• SOURCE:

+-------+

ABOUT THE PROJECT
1. INTRODUCTION
Education systems today face complex, interrelated challenges: rising inequalities and learning gaps, student disengagement, teacher shortages and turnover, and growing societal polarization. These issues often stretch beyond what individual schools can manage on their own.
Traditional models of school autonomy and accountability are no longer sufficient. In many cases, they have increased competition between schools, fragmented educational services, and widened the gap in learning opportunities—especially for students in vulnerable communities.
ACCOUNTED explores emerging governance models that promote shared accountability and inter-school collaboration in education. These models prioritize collaboration across schools and partnerships with local actors—such as youth services, community organizations, and local governments—to tackle systemic challenges together.
2. Research Objectives
- To investigate how shared and networked accountability models function in schools
- To examine the role of new educational govarnance frameworks in fostering school collaboration
- To assess the impact of these frameworks on educational equity, improvement and collaborative practices
3. Methodology
Our project combines international comparative policy research with local applied evaluation, using a mixed-methods approach to understand and support shared accountability in education.
At the international level, we reviewing and building a database of policy experiences that promote shared accountability across education systems. This includes an in-depth analysis of:
- Portugal’s TEIP Programme
- The Netherlands’ Networks for Inclusion
- Chile’s new Local Educational Services
- The Greater Manchester Challenge (UK)

+-------+

• DATA SEGMENT:
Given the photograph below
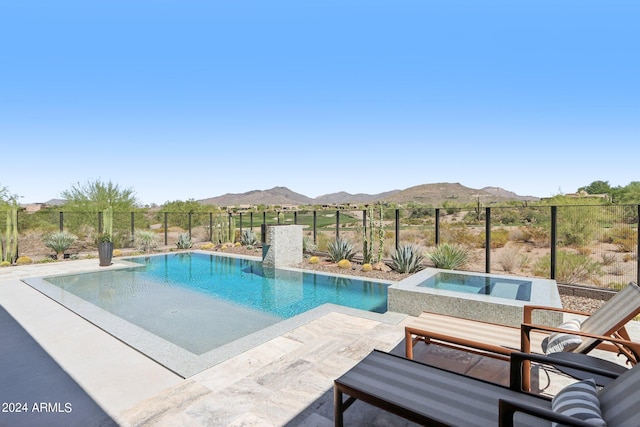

+-------+

• WHAT YOU WILL DO:
#1 Answer these from the ACCOUNTED project description above, one line each:
(a) Which local actors does it name as partners for schools?
(b) What kind of approach does the methodology use?
(c) What policy experience from Chile is listed?
#2 Pick up the ACCOUNTED project description after its final sentence and keep writing it.

• OUTPUTS IN ORDER:
#1
(a) Youth services, community organizations, and local governments.
(b) A mixed-methods approach.
(c) Chile's new Local Educational Services.

#2
- Belgium’s Communities of Schools
- New Zealand’s Communities of Learning
- France’s Zones d’Éducation Prioritaire
- UK’s Education Action Zones
By examining these experiences, we aim to identify key design features, governance mechanisms, and enabling conditions for collaborative accountability frameworks.
At the local level, we are directly involved in piloting and evaluating the “Educational Zone” project in the northern area of Barcelona, in collaboration with the Consorci d’Educació de Barcelona (CEB). This initiative seeks to promote collaboration between schools and community actors in disadvantaged areas in order to reduce inequalities and improve educational outcomes (for instance, by enhancing sutdent learning , and supporting students’ transitions. Our approach is informed by the principles of research-practice partnerships (RPPs), which emphasize sustained collaboration between researchers and practitioners to co-produce knowledge, inform practice, and support context-sensitive educational change.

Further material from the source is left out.